Reproduce the lines from the one containing "of the <item>branch</item>" through the last of the lines below, inclusive.

++++ SUPPLIED ENTRIES

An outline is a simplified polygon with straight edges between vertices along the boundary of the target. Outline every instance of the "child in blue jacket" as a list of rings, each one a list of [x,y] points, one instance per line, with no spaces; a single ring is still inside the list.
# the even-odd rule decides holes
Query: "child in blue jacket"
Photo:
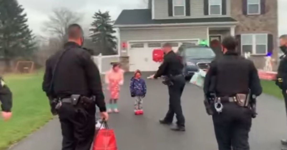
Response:
[[[135,72],[134,76],[131,79],[130,90],[132,97],[135,97],[135,113],[141,115],[143,113],[142,110],[143,99],[146,93],[146,85],[144,80],[141,78],[141,73],[139,70]]]

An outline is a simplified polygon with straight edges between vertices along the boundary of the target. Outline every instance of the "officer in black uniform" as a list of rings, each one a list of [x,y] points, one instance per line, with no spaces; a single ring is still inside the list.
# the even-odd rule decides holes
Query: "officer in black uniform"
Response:
[[[249,104],[244,103],[247,103],[249,94],[253,98],[260,95],[262,87],[253,63],[236,51],[235,40],[226,37],[222,45],[224,54],[211,63],[204,87],[205,94],[209,95],[210,93],[207,91],[210,90],[207,89],[215,84],[214,102],[218,109],[213,107],[212,119],[218,149],[249,150],[252,112]],[[222,109],[220,106],[223,107]]]
[[[9,120],[12,115],[12,93],[2,77],[0,77],[0,102],[1,102],[1,115],[4,120]]]
[[[283,35],[279,38],[280,49],[283,55],[280,57],[280,63],[278,67],[276,84],[282,90],[285,101],[285,106],[287,112],[287,35]],[[283,139],[281,142],[287,146],[287,140]],[[287,148],[284,149],[287,149]]]
[[[183,73],[183,65],[179,56],[172,50],[170,44],[164,44],[163,48],[164,52],[165,54],[163,62],[160,66],[153,78],[156,79],[163,75],[167,78],[168,79],[164,83],[168,86],[169,106],[165,117],[160,120],[160,122],[162,124],[171,124],[175,114],[177,119],[177,125],[172,127],[171,129],[174,131],[185,131],[185,120],[181,101],[181,97],[185,85],[185,80]]]
[[[52,107],[56,107],[53,113],[59,115],[62,149],[90,150],[95,132],[95,104],[102,119],[107,120],[108,115],[99,70],[90,54],[81,48],[81,27],[73,24],[68,30],[64,49],[47,61],[43,88]]]

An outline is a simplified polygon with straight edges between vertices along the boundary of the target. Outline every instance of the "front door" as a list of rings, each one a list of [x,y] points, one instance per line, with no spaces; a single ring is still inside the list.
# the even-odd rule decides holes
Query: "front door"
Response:
[[[221,35],[211,35],[209,37],[210,45],[210,48],[215,53],[217,56],[222,55],[221,47]]]

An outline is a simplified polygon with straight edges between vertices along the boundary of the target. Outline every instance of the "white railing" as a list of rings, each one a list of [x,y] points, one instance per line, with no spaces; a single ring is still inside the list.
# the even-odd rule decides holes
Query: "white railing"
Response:
[[[93,56],[93,59],[98,66],[100,73],[104,74],[110,69],[111,63],[119,62],[120,57],[118,55],[103,56],[100,54],[98,56]]]

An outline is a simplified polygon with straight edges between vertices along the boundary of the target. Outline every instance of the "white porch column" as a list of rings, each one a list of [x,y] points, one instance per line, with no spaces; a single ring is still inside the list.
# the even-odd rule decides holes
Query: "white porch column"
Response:
[[[231,36],[235,36],[235,26],[230,27],[230,34]]]

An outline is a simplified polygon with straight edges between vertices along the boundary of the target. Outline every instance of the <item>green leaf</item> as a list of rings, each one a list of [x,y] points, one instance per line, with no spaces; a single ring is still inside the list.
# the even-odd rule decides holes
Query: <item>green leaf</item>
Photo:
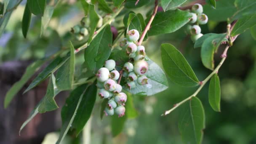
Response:
[[[207,68],[212,70],[213,69],[214,51],[219,48],[226,35],[226,33],[214,35],[206,38],[203,43],[201,58],[203,64]]]
[[[43,16],[46,0],[27,0],[27,3],[33,14],[40,16]]]
[[[185,144],[202,143],[205,127],[205,112],[198,98],[193,97],[184,104],[184,111],[179,123],[179,129]]]
[[[16,82],[8,91],[5,98],[4,107],[7,108],[14,96],[21,89],[33,75],[39,69],[42,64],[45,62],[43,60],[38,60],[30,64],[21,79]]]
[[[67,99],[65,104],[61,109],[62,125],[56,144],[60,144],[61,142],[71,127],[88,87],[88,85],[83,85],[77,87],[71,92],[69,96]]]
[[[123,88],[133,94],[152,96],[163,91],[168,88],[168,82],[164,72],[157,64],[151,60],[147,61],[149,64],[149,70],[145,75],[148,80],[148,84],[140,85],[137,83],[136,87],[129,89],[126,87]]]
[[[94,5],[89,5],[89,18],[90,19],[90,33],[88,38],[88,43],[90,43],[91,41],[94,31],[97,27],[99,17],[94,9]]]
[[[61,91],[72,89],[75,73],[75,49],[69,41],[70,57],[59,69],[56,74],[56,85]]]
[[[191,17],[189,12],[179,9],[158,12],[152,22],[148,35],[152,36],[174,32],[188,22]],[[146,23],[149,19],[146,20]]]
[[[114,3],[114,5],[118,8],[120,7],[121,5],[122,5],[125,0],[112,0],[113,2]]]
[[[135,4],[137,0],[126,0],[125,4],[125,7],[127,8],[136,8],[142,7],[152,1],[152,0],[139,0],[137,5]]]
[[[85,60],[94,73],[101,68],[111,53],[112,32],[109,25],[106,26],[93,39],[85,51]]]
[[[183,86],[197,85],[199,81],[181,53],[170,44],[161,47],[163,65],[171,80]]]
[[[23,93],[27,92],[36,86],[37,85],[42,81],[44,80],[50,75],[57,70],[59,67],[63,64],[67,59],[61,58],[57,57],[53,60],[44,70],[31,82],[28,87],[25,90]]]
[[[239,19],[235,25],[231,36],[234,36],[243,33],[247,29],[256,25],[256,14],[248,15]]]
[[[99,3],[99,7],[100,9],[107,13],[113,13],[113,11],[107,5],[105,0],[98,0]]]
[[[125,115],[121,117],[118,117],[117,115],[111,116],[111,130],[113,137],[117,136],[123,131],[127,119]]]
[[[46,94],[38,107],[38,112],[40,113],[51,111],[59,108],[54,99],[56,95],[56,91],[58,91],[56,90],[56,88],[55,77],[53,74],[52,73],[47,86]]]
[[[219,79],[215,74],[211,79],[209,85],[209,102],[214,110],[220,112],[221,86]]]
[[[176,7],[187,0],[162,0],[161,6],[164,11]]]
[[[51,19],[53,14],[54,7],[52,5],[47,5],[45,7],[43,16],[41,18],[41,32],[40,36],[42,37],[43,32],[48,26]]]
[[[75,117],[72,123],[71,128],[74,129],[77,136],[83,130],[91,117],[96,100],[97,87],[96,84],[95,83],[92,84],[86,90],[77,111],[77,116]]]

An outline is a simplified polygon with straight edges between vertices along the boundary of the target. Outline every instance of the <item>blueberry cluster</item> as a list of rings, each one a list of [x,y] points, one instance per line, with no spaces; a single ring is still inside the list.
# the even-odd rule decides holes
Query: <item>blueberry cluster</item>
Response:
[[[115,69],[114,60],[109,59],[106,61],[104,66],[105,67],[100,68],[96,74],[98,80],[97,86],[100,89],[98,95],[102,99],[109,99],[107,107],[104,112],[106,115],[112,115],[116,113],[119,117],[122,117],[125,111],[124,106],[127,96],[121,92],[122,86],[117,83],[120,75]]]
[[[203,13],[203,6],[200,4],[196,3],[191,8],[192,18],[190,23],[195,25],[189,25],[187,27],[188,33],[191,35],[191,40],[195,42],[203,35],[201,33],[201,28],[199,24],[205,24],[208,22],[208,17]]]
[[[145,47],[143,45],[137,46],[137,41],[139,33],[136,29],[128,32],[127,37],[123,38],[120,42],[120,46],[125,49],[129,57],[133,59],[133,63],[128,62],[125,64],[123,76],[126,77],[126,86],[131,89],[136,86],[136,82],[141,85],[147,84],[148,78],[144,75],[148,70],[149,65],[145,61],[146,53]]]

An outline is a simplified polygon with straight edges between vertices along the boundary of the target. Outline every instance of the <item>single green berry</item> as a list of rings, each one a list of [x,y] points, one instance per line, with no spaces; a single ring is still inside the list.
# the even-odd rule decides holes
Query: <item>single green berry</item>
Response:
[[[133,65],[130,62],[126,62],[123,65],[123,69],[127,72],[131,72],[133,71]]]
[[[197,25],[194,25],[191,27],[190,29],[191,35],[198,35],[201,33],[201,28]]]
[[[106,107],[105,108],[104,112],[105,113],[106,116],[113,115],[115,114],[115,110],[113,109],[110,109],[107,107]]]
[[[132,42],[138,40],[139,37],[139,33],[136,29],[129,30],[127,34],[127,35],[128,40]]]
[[[115,109],[117,106],[117,104],[113,99],[110,99],[107,102],[107,106],[109,109]]]
[[[138,76],[134,72],[131,72],[128,74],[128,80],[130,81],[135,81],[137,80]]]
[[[99,69],[96,74],[97,80],[100,82],[104,82],[107,80],[109,75],[109,71],[106,67]]]
[[[122,117],[125,115],[125,108],[123,106],[120,106],[115,109],[115,113],[118,115],[118,117]]]
[[[147,72],[149,64],[145,61],[138,61],[134,64],[134,72],[139,75],[144,74]]]
[[[104,66],[109,70],[111,71],[114,69],[115,67],[115,61],[113,59],[109,59],[105,61]]]
[[[200,24],[205,24],[208,22],[208,17],[204,13],[198,14],[197,22]]]
[[[197,39],[201,37],[203,35],[202,34],[199,34],[198,35],[191,35],[190,38],[191,40],[194,42],[195,42]]]
[[[112,70],[110,72],[110,78],[114,80],[117,80],[119,78],[120,74],[117,70]]]
[[[203,13],[203,6],[199,3],[196,3],[192,6],[191,10],[192,12],[196,13]]]
[[[115,89],[116,83],[115,80],[108,79],[104,83],[104,87],[106,90],[112,91]]]
[[[145,85],[147,84],[147,77],[145,75],[142,75],[138,77],[137,82],[140,85]]]

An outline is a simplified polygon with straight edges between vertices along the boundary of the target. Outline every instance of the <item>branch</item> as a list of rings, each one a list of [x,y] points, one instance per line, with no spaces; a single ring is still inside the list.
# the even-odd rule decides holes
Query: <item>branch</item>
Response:
[[[157,14],[157,8],[158,7],[158,0],[155,0],[155,8],[154,8],[154,11],[153,11],[153,13],[152,13],[152,15],[151,16],[151,17],[149,21],[149,22],[147,24],[146,27],[145,27],[145,29],[142,32],[142,34],[141,35],[141,39],[139,40],[139,42],[138,42],[138,45],[140,45],[142,43],[143,41],[143,40],[144,39],[144,37],[145,37],[145,36],[146,36],[146,34],[147,31],[150,28],[150,25],[155,18],[155,16],[156,14]]]

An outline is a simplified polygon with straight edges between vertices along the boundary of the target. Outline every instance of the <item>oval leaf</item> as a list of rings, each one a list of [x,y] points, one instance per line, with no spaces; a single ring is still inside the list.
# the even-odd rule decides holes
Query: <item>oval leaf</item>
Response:
[[[163,65],[171,80],[183,86],[197,85],[199,81],[182,54],[170,44],[161,47]]]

++++++++

*TASK OUTPUT*:
An outline is a simplified polygon with straight edges between vertices along the boundary of the target. Outline every instance of the <item>branch</item> as a list of rings, each one a list of [x,y] points, one instance per line, with no spaces; a single ring is still inside the list.
# the even-odd rule decides holes
Query: <item>branch</item>
Response:
[[[157,14],[157,8],[158,7],[158,0],[155,0],[155,8],[154,8],[154,11],[153,11],[153,13],[152,13],[152,15],[151,16],[151,17],[149,21],[149,22],[147,24],[146,27],[145,27],[145,29],[142,32],[142,34],[141,35],[141,39],[139,40],[139,42],[138,42],[138,45],[140,45],[142,43],[143,41],[143,40],[144,39],[144,37],[145,37],[145,36],[146,36],[146,34],[147,31],[150,28],[150,25],[155,18],[155,16],[156,14]]]

An outline is a simplified polygon with straight edges between vertices along the boundary of the target. Outline every instance of the <item>oval leaf</item> as a list of rings, each one a list of [x,y] points, one instance per line, with no spaces; a single ring is still inside the list.
# the even-odd rule decides holes
Query: <item>oval leaf</item>
Response:
[[[163,65],[171,80],[183,86],[197,85],[199,81],[182,54],[170,44],[161,47]]]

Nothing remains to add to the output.